REQUIREMENT.
Would you return the entries exactly, with every line intact?

##### RECORDS #####

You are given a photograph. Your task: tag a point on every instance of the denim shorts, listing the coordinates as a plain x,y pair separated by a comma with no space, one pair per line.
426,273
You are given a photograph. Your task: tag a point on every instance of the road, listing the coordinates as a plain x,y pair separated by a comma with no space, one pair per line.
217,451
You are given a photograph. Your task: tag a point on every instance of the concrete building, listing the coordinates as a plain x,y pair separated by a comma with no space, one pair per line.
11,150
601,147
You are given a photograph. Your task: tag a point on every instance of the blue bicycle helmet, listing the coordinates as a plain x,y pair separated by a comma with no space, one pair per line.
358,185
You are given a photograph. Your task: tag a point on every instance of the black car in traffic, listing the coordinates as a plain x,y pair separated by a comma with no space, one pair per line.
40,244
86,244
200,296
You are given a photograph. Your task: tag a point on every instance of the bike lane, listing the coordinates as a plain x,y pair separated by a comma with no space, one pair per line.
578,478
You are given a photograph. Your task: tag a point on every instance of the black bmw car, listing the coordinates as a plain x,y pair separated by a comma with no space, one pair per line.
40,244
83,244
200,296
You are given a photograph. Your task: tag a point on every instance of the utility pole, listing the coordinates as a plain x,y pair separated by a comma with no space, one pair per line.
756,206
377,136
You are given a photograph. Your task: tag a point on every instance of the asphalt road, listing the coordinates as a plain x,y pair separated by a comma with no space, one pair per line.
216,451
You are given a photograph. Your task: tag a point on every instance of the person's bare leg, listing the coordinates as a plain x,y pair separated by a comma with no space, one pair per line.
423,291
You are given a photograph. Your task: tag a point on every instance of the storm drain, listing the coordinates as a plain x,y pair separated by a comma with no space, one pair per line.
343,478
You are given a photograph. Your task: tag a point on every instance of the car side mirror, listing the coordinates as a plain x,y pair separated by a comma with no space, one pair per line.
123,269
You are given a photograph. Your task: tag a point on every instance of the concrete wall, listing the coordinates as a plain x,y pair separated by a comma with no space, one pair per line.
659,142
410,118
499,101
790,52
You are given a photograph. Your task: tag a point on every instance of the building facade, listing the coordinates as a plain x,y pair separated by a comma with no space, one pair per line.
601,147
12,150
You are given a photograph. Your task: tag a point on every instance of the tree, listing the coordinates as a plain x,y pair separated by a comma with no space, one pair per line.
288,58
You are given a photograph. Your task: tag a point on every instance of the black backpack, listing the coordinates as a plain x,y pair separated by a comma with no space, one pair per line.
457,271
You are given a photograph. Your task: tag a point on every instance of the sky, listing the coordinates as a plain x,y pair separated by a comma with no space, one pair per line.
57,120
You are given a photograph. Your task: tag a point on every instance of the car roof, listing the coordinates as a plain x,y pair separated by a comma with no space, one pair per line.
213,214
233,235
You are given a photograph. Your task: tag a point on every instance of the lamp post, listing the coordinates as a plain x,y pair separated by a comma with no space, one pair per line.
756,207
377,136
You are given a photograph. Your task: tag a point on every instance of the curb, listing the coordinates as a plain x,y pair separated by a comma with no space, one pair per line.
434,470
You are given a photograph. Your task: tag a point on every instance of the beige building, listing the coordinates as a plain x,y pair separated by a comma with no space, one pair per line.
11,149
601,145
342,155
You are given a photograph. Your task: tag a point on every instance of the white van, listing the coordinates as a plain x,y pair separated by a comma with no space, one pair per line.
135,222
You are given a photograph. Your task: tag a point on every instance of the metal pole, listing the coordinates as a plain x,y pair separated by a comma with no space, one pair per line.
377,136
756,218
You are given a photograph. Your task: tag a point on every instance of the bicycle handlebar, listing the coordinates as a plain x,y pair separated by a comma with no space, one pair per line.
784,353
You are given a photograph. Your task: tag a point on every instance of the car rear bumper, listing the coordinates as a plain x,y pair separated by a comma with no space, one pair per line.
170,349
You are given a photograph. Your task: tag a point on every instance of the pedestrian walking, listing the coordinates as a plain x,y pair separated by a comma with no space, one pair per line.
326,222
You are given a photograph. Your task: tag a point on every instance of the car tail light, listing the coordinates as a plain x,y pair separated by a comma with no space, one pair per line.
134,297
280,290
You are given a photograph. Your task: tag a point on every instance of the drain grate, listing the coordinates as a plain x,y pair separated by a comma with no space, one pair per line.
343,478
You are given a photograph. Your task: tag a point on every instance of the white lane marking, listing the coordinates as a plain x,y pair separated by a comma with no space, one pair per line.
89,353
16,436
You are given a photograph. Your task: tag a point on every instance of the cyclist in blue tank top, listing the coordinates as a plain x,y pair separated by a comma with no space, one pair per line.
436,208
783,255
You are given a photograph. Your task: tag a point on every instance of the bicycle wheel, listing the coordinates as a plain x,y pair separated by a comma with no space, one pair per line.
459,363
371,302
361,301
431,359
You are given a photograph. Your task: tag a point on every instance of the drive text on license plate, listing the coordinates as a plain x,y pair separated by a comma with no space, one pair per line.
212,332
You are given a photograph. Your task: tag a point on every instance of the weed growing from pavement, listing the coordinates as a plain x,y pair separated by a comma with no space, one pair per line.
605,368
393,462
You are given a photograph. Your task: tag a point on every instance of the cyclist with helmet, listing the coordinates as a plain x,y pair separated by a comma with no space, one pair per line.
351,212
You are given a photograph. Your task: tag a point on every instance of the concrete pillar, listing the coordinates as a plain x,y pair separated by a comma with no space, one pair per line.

#####

YOUR RESPONSE.
You are given a photograph. Your task: tag a point on every instance of the denim shorts, listing the coordinates as a plain x,y pair separated by a comma with no space, one pair per line.
426,273
You are given a photograph. Your task: tag a point on every instance of the road, listing the coordinates as a plain x,y pair separated by a comma with no space, one pair per line.
217,451
You are given a photograph. Your task: tag a point on every instance of the concrete building, listing the coordinates as a plain x,y pair separated by a comma with no space, one pair per line.
11,150
601,147
You are given a photograph. Your task: tag a point on every instance of the blue bicycle helmet, listing the coordinates as a plain x,y pair separated by a comma with no space, one pair per line.
358,185
You are given a photograph. Your task: tag a point on every instance of the black car in traffic, listing the coordinates as a plain x,y pair separated by a comma with no space, one pair per line.
40,244
86,244
200,296
You are given a photograph. Your task: tag a point on every instance of the bike lane, listing the coordinates as a plain x,y pair separated by a comma with no space, one pair per line.
578,478
You are given a photograph. Your task: tag a point on every instance of the black bmw car, listing the coordinates as a plain x,y pair separated by a comma with no space, one pair per line.
40,244
83,244
200,296
You are given a photograph. Your task: tag a point on every instance of the utility pole, listing the coordinates as a plain x,y pair separated by a comma with no space, one pair per line.
756,206
377,136
You are given a photograph. Your task: tag a point on every instance of the asphalt road, listing the coordinates as a plain x,y pair separated by a comma with no space, one pair per line.
216,451
You are given a photograph. Your task: tag a point on every instance of the person's bare leg, listing the coordinates as a plain x,y pair separated by a comma with no space, one pair per line.
423,291
You are given a photograph. Your task: tag a point on every instance of the storm drain, listing the coordinates as a plain x,y pair separated by a comma with no space, one pair per line.
343,478
You are given a photograph. Your task: tag a point on every instance of the car side mirror, listing the coordinates as a plain x,y pair separated by a comma with no space, one pair per line.
123,269
You are given a photograph. Your task: tag a point on every instance of the concrete wall, listing the coordinates as a plain x,y pair separated by a comma with no space, one pair per line.
659,142
410,118
499,101
790,52
You are given a photograph. Your task: tag a point on every instance of the building facade, listing the coordinates as a plain x,y pair separated by a comma with no space, one pair per line.
601,147
12,150
You are given a photograph. Your task: tag a point on every instance of the tree, listing the coordinates as a plain x,y pair separated by a comma with no space, one pair per line.
288,58
You are given a photograph. Your task: tag a point on every instance of the black backpack, listing the coordinates as a plain x,y pair separated by a comma with no space, one pair per line.
457,271
You are given a photograph. Your task: tag a point on every instance of the sky, listing the coordinates as a plain x,y pair separated by a comma with no space, one pair per line.
57,120
You are given a photograph. Your task: tag a point on every instance of the car roof, listing the coordinates as a plain x,y pair separated by a comma with no space, one pair per line.
213,214
233,235
You are given a photograph. Your task: tag a point on every instance of the lamp post, listing the coordinates as a plain x,y pair separated by a comma with no space, one pair per line.
756,207
377,136
You are given a photograph. Your task: tag a point on every instance of the curb, listing the coordinates as a plain x,y pair separated by a comma with no space, one pair per line.
434,470
You are given a photograph. Your task: tag a point on every instance of the beige building, listing the coordinates as a plain x,y pair separated by a comma with no space, one pair per line.
11,149
601,145
342,155
You are given a photograph. Your task: tag a point on every instance of the white van, listing the coordinates as a plain x,y pair separated by a comma with no space, one pair per line.
135,222
You are given a photograph. Your task: tag a point on every instance of the metal pole, listing the coordinates as a plain x,y pair separated by a comma with no space, one pair per line.
377,136
756,218
You are given a photograph. Your task: tag a point on every instance of the bicycle handlebar, listing the coordinates as a plain x,y pair separated by a comma with no space, one pair per line.
784,353
You are given a photograph. Your task: tag a point on every instance of the car rear bumper, listing the coordinates as a plain x,y pair separated by a comma with no space, one pair per line.
170,349
You are given a photograph. Your task: tag a point on every instance of the pedestrian walking, listing the coordinates as a plain x,y pair separated by a comma with no space, one pair per line.
326,222
You are given a photograph. Your task: tag a point on every instance of the car tail light, listing the coordinates as a plain x,y pair separated by a comma with no space, one pair per line.
134,297
280,290
You are given a photograph. Your task: tag a point on every instance of the drain grate, listing the coordinates as a plain x,y pair separated by a comma with no space, one pair per line.
343,478
You are given a photograph. Your task: tag a point on every instance of the white lane marking, listing the coordinates as a plain x,y pair separated by a comma with no space, one pair per line.
89,353
16,436
You are given a photograph. Your task: tag a point on every instance of the cyclist in blue tank top, listing the coordinates as a plain x,y pair separated by a comma with no space, one pair per line.
436,208
783,255
You are given a photograph. Your task: tag a point on every instance of the bicycle wheel, listing the coordinates as a plain x,y pair separated by a comma with no space, one pair per line.
459,363
371,302
361,301
431,359
You are given a photograph. Your task: tag a point on every instance of the drive text on license plate, listing the coordinates as a plain x,y pair separated by a comma with no space, one pair per line.
212,332
You are given a photograph. Your task: tag a point on every instance of the weed growing from pavement, listing the coordinates as a plain x,y pair separated by a comma with no space, one pair per line.
605,368
393,462
You are given a photograph. Your task: tag a point on every instance of the cyclist with helmet, listing the coordinates as a plain x,y pair separated by a comma with no space, one pair per line.
351,212
You are given a photograph. Your task: tag a point on every instance of the concrete pillar, listing the coordinates as a plain x,y pair separated by a comma with no space, one pair per line.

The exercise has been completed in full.